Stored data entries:
((
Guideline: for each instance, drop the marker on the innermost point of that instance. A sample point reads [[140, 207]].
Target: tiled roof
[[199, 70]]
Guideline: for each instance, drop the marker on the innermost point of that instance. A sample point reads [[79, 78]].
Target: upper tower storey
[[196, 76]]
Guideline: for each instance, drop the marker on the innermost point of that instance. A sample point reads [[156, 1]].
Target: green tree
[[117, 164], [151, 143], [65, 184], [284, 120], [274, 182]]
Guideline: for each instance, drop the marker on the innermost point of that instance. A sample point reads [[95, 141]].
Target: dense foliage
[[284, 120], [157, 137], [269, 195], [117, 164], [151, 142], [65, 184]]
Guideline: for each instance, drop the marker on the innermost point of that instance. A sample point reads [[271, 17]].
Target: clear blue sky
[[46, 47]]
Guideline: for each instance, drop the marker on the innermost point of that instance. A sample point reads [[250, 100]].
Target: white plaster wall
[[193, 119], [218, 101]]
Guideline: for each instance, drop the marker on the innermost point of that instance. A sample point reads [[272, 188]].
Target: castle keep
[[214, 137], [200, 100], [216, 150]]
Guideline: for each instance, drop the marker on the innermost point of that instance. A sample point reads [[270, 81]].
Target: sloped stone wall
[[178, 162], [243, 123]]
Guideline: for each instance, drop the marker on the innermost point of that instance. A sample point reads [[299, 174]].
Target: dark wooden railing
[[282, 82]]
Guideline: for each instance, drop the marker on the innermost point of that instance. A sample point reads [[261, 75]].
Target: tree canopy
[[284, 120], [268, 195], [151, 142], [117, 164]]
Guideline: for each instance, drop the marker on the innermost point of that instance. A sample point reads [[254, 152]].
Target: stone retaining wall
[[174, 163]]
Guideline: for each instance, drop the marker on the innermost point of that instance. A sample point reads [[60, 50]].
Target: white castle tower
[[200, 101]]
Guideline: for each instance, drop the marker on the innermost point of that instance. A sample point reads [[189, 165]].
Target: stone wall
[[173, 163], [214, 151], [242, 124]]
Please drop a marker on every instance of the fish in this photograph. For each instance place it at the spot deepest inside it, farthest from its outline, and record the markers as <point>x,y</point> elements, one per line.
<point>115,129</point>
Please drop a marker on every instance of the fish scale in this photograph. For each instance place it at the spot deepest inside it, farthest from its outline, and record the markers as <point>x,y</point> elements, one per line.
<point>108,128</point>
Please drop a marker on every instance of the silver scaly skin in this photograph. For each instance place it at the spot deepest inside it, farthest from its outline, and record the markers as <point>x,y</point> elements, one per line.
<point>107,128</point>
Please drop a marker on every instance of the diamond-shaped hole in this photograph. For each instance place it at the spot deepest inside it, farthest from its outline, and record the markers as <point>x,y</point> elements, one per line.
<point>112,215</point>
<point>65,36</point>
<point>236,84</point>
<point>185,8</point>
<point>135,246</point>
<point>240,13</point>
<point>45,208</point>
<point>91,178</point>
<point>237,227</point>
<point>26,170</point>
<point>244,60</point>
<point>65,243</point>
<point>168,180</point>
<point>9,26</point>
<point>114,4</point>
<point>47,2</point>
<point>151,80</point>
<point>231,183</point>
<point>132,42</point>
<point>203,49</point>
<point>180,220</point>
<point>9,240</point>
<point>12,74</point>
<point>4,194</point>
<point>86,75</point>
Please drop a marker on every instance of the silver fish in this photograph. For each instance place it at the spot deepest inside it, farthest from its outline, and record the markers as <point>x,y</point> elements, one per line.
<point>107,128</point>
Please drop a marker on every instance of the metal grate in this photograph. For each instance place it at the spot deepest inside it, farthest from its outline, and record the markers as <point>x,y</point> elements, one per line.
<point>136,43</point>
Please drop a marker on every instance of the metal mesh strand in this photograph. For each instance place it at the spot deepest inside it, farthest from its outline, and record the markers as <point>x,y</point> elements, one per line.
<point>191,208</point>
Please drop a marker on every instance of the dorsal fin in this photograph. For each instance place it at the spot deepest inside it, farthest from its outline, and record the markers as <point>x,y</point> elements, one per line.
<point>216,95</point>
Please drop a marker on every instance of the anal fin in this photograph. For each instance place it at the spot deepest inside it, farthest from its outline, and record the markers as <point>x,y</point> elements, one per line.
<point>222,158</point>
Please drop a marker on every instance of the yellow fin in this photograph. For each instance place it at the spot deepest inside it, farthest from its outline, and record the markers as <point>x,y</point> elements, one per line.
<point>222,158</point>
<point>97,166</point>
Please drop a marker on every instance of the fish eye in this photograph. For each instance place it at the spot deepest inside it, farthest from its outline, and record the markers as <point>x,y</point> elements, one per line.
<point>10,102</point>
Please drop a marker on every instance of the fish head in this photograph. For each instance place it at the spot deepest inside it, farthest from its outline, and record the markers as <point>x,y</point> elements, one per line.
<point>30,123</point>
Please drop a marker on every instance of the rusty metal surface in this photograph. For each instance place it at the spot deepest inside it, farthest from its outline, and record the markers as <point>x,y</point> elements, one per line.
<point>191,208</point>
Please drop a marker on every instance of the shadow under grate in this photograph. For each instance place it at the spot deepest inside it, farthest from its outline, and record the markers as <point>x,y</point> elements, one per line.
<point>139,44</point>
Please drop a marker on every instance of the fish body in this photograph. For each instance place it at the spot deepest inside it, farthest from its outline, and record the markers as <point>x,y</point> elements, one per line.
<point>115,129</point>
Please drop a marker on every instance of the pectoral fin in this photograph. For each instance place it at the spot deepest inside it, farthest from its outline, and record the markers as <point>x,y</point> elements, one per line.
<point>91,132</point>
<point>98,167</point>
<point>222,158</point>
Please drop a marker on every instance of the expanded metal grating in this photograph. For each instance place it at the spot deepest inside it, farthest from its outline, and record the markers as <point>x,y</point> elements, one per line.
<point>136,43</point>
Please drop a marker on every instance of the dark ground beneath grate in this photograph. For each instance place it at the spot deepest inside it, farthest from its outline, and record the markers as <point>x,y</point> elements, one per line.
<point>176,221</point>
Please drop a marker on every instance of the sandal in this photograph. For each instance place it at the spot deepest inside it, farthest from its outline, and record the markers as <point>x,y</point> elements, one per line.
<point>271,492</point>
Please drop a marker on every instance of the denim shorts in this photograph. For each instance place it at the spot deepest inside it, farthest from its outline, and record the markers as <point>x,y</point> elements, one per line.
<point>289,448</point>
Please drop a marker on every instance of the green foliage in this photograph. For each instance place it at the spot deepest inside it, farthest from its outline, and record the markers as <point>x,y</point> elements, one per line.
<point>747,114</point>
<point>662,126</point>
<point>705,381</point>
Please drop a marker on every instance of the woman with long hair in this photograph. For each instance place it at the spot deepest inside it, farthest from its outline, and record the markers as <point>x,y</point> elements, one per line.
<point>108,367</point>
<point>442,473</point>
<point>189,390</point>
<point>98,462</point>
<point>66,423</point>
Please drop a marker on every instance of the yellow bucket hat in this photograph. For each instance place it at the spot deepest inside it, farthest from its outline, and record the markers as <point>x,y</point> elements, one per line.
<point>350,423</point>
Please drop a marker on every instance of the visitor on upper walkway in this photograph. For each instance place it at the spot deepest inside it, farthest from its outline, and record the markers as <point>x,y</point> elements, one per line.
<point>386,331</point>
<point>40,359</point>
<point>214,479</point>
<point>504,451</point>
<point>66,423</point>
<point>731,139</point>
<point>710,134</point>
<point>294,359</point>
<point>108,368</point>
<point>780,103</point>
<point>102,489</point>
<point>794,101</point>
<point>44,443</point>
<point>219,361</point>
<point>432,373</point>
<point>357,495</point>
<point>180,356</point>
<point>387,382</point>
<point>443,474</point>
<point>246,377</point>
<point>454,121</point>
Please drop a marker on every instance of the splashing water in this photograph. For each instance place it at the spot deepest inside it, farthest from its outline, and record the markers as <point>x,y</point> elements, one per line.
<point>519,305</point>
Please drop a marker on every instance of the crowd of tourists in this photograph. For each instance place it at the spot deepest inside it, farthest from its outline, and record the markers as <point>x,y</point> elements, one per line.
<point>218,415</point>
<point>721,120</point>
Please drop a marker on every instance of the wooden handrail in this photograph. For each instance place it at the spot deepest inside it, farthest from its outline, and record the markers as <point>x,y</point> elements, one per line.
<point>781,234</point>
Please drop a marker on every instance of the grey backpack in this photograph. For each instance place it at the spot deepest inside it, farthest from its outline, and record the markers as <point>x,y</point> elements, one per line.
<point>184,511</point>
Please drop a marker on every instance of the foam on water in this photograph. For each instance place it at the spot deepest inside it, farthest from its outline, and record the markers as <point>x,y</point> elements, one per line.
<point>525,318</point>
))
* YOUR ASSIGNMENT: Please write out exactly the line containing "Please drop a marker on every instance of the yellow bucket" and every line after it through the end of the records, nothing more.

* WRITTEN ANSWER:
Please drop a marker on every instance of the yellow bucket hat in this photograph. For each instance place it at the spot deepest inside it, farthest from its outline, and record the markers as <point>x,y</point> elements, one per line.
<point>350,423</point>
Please drop a marker on every instance of the visitor on upper walkway in this photograph. For each instance place it at the spot deepest inside it, farthest from its outline, and record the markers as <point>x,y</point> elements, one per line.
<point>386,331</point>
<point>40,359</point>
<point>214,479</point>
<point>504,451</point>
<point>66,423</point>
<point>731,139</point>
<point>710,134</point>
<point>294,359</point>
<point>108,368</point>
<point>780,103</point>
<point>102,489</point>
<point>794,101</point>
<point>44,443</point>
<point>219,361</point>
<point>432,373</point>
<point>357,495</point>
<point>180,356</point>
<point>387,382</point>
<point>443,474</point>
<point>246,377</point>
<point>454,121</point>
Please drop a marker on every instance of the splashing water in this photograph. For each instance place it at the spot deepest inside it, farthest from its outline, and record the markers as <point>x,y</point> elements, one per line.
<point>519,305</point>
Please drop a marker on every instance of the crowd of tourists in this photograph. For each instance place it at the spot deepest inside it, farthest from its outline, and record the markers as <point>x,y</point> elements, one per line.
<point>218,415</point>
<point>721,120</point>
Please drop a marker on every instance of the wooden handrail in this photograph. For each instance place it at the spot deepest inside it, farthest from its outline, and record the markers as <point>x,y</point> elements, one per line.
<point>781,234</point>
Please drop a marker on every instance of the grey backpack in this photograph. For each instance place it at the spot deepest inside it, farthest from its outline, and record the markers as <point>x,y</point> elements, one per line.
<point>184,511</point>
Please drop a marker on every instance of the foam on water in this photograph. For each instance place it at the spot deepest inside it, farthest from its outline, and record the markers as <point>x,y</point> elements, one per line.
<point>525,318</point>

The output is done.